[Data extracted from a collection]
◆ ◆ ◆ ◆ ◆

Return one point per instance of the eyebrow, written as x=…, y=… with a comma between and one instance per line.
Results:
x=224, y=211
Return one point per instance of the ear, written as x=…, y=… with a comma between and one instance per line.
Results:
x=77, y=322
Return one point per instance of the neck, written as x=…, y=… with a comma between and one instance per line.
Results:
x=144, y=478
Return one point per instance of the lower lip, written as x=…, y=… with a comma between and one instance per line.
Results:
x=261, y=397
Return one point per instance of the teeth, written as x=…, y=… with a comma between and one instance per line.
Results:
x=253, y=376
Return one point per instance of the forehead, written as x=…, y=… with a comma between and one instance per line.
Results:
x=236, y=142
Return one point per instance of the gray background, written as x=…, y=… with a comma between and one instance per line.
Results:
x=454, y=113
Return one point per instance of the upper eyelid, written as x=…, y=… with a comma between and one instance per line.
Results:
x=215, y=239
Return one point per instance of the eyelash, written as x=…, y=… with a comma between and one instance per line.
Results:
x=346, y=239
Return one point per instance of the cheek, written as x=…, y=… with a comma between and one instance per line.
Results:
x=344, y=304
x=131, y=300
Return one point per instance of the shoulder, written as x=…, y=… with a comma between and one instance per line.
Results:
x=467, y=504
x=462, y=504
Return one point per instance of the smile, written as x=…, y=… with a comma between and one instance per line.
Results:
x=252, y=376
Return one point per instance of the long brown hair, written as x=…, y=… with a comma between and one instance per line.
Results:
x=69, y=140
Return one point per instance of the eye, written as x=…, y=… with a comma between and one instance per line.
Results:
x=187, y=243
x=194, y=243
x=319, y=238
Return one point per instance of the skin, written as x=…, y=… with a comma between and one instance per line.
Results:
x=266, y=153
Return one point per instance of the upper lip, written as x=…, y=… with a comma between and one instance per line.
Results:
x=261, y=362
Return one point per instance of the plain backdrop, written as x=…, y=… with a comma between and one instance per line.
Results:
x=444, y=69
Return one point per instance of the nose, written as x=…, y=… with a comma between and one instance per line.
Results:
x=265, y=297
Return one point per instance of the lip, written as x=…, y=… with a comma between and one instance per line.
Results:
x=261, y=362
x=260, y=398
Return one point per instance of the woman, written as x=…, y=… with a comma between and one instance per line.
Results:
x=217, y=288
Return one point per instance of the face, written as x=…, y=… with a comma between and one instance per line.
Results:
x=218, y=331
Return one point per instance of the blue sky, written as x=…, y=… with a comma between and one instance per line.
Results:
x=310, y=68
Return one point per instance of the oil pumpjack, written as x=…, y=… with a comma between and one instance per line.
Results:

◆ ◆ ◆ ◆ ◆

(TASK DIRECTIONS) Could you put the lines starting at the one containing "Return one point per instance of the lip, written" and ending at the one containing "x=217, y=288", both included, into a numbered list with blank lines left out?

(ANSWER TO THE PROBLEM)
1. Return one point per instance of the lip, written as x=…, y=… with a comma between and one instance per line.
2. Results:
3. x=261, y=362
4. x=260, y=398
5. Return one point per instance of the woman, written as x=…, y=… with a comma between and one instance per line.
6. Results:
7. x=217, y=288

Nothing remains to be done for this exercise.